Point labeling dataset excerpts:

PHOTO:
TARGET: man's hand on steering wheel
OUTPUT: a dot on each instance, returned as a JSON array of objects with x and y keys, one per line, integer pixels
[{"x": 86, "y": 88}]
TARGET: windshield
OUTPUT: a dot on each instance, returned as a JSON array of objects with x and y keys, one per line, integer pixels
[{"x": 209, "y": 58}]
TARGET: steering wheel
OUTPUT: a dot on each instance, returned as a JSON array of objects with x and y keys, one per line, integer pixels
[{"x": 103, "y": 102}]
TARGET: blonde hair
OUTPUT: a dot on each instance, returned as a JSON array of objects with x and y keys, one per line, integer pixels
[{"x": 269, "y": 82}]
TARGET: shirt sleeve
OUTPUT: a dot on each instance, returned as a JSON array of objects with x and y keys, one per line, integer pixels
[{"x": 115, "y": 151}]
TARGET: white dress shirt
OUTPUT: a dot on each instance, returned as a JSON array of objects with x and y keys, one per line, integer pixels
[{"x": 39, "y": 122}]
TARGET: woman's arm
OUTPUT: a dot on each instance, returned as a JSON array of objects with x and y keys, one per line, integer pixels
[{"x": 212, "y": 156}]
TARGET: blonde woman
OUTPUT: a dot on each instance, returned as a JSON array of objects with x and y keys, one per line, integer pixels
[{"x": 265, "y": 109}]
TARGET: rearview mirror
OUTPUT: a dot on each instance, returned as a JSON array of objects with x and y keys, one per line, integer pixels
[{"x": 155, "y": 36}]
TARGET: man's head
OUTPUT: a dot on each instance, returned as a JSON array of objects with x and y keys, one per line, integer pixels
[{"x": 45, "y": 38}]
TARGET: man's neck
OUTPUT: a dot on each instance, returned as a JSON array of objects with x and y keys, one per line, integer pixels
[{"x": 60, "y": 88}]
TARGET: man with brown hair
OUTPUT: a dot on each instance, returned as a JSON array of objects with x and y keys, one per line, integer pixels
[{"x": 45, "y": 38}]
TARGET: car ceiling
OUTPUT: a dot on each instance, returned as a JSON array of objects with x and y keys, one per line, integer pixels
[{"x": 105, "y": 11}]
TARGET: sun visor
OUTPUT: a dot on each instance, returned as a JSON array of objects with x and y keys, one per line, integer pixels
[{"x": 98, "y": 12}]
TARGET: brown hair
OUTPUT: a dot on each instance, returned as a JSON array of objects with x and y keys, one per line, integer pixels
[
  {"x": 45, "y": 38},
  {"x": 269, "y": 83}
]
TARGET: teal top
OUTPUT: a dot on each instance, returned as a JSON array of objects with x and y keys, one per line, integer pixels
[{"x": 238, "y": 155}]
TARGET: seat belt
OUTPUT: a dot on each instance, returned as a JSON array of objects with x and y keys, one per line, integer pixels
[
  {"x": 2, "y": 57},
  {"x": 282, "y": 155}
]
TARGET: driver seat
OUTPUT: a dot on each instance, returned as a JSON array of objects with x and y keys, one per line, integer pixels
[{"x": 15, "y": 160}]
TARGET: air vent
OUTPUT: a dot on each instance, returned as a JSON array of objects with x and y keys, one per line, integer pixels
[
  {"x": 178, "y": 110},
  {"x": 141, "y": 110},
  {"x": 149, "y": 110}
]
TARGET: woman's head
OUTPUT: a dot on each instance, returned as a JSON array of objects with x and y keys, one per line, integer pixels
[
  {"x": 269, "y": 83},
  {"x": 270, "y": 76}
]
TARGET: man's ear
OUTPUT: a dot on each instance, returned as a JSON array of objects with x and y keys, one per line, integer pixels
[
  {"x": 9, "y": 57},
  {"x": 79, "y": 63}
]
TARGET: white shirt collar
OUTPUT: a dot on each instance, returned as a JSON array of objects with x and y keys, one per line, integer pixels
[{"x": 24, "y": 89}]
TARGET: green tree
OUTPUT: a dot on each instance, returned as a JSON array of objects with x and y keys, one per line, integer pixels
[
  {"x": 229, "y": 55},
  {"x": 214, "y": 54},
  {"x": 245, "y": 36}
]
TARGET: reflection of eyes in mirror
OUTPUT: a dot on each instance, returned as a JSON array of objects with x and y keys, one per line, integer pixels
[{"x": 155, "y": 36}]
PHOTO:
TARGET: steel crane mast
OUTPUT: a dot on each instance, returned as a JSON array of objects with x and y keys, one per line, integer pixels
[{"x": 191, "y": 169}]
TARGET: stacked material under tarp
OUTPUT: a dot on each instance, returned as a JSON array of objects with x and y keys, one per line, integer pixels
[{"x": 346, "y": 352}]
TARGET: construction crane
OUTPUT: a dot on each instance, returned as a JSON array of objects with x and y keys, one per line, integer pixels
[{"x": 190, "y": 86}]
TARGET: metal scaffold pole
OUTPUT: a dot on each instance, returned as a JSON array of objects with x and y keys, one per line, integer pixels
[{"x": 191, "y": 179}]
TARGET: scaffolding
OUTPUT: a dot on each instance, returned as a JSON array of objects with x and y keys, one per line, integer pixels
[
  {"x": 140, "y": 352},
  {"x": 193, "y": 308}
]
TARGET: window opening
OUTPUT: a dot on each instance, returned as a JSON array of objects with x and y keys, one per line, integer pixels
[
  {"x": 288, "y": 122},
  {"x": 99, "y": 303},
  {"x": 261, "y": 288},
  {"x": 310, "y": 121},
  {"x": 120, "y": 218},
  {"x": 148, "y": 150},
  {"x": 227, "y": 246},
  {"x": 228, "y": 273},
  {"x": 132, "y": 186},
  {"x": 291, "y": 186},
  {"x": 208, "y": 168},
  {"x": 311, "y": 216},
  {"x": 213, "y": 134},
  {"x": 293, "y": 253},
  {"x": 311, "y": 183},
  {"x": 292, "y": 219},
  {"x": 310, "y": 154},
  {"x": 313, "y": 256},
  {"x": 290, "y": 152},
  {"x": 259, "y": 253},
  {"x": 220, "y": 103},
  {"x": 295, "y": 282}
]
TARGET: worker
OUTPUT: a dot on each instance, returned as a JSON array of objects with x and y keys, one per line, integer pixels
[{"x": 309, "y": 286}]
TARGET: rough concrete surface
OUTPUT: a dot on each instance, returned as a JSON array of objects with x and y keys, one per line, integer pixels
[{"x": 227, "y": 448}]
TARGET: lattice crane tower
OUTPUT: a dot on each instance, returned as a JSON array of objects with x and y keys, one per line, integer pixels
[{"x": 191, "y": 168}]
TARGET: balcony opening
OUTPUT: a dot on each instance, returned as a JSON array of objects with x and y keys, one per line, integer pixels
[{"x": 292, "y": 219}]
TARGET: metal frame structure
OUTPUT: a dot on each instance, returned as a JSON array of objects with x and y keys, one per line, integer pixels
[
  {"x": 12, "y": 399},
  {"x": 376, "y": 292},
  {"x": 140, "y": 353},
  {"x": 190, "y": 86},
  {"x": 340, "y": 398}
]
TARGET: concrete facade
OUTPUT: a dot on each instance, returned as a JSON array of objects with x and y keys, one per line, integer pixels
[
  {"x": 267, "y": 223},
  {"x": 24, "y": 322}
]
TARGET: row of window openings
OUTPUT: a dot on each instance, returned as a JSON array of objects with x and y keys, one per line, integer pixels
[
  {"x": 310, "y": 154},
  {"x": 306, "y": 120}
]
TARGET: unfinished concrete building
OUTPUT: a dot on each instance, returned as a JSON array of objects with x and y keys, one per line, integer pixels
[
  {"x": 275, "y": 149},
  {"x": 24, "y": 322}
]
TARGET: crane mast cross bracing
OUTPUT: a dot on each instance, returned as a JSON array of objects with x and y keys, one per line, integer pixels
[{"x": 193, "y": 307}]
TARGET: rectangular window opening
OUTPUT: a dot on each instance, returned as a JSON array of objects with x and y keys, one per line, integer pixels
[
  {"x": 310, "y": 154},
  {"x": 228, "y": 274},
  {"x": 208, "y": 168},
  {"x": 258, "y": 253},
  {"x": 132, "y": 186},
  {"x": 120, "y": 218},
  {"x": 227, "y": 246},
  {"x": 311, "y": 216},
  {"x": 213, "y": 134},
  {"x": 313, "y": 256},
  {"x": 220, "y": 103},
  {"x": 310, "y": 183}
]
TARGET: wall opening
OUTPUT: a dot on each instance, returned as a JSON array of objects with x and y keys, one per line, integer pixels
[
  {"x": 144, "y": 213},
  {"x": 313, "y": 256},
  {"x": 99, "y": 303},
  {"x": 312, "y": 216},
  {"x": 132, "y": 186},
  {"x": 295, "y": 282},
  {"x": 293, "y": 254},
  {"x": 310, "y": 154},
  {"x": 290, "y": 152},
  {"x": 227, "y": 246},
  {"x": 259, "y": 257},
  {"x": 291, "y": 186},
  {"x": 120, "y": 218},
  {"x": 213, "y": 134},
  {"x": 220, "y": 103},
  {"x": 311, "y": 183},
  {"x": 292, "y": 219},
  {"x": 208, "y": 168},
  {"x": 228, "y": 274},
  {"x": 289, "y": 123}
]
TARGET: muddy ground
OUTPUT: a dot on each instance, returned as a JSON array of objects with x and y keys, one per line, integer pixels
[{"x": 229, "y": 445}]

WHAT YOU SHOULD DO:
Would you quote, exactly and only, the lines from the one containing "TARGET: wall opening" to the end of the entries?

THE RESPONSE:
TARGET: wall opening
OUTPUT: a dot on each instance, returned as a JSON array of objects with x and y keys, one per line, integer pixels
[
  {"x": 144, "y": 213},
  {"x": 313, "y": 256},
  {"x": 99, "y": 303},
  {"x": 312, "y": 216},
  {"x": 132, "y": 186},
  {"x": 295, "y": 282},
  {"x": 293, "y": 254},
  {"x": 310, "y": 154},
  {"x": 290, "y": 152},
  {"x": 227, "y": 246},
  {"x": 259, "y": 257},
  {"x": 291, "y": 186},
  {"x": 120, "y": 218},
  {"x": 213, "y": 134},
  {"x": 220, "y": 103},
  {"x": 311, "y": 183},
  {"x": 292, "y": 219},
  {"x": 208, "y": 168},
  {"x": 228, "y": 274},
  {"x": 289, "y": 123}
]
TARGET: muddy ground
OUTPUT: a dot on each instance, returned as a JSON array of objects with x and y keys, one per line, integer pixels
[{"x": 229, "y": 445}]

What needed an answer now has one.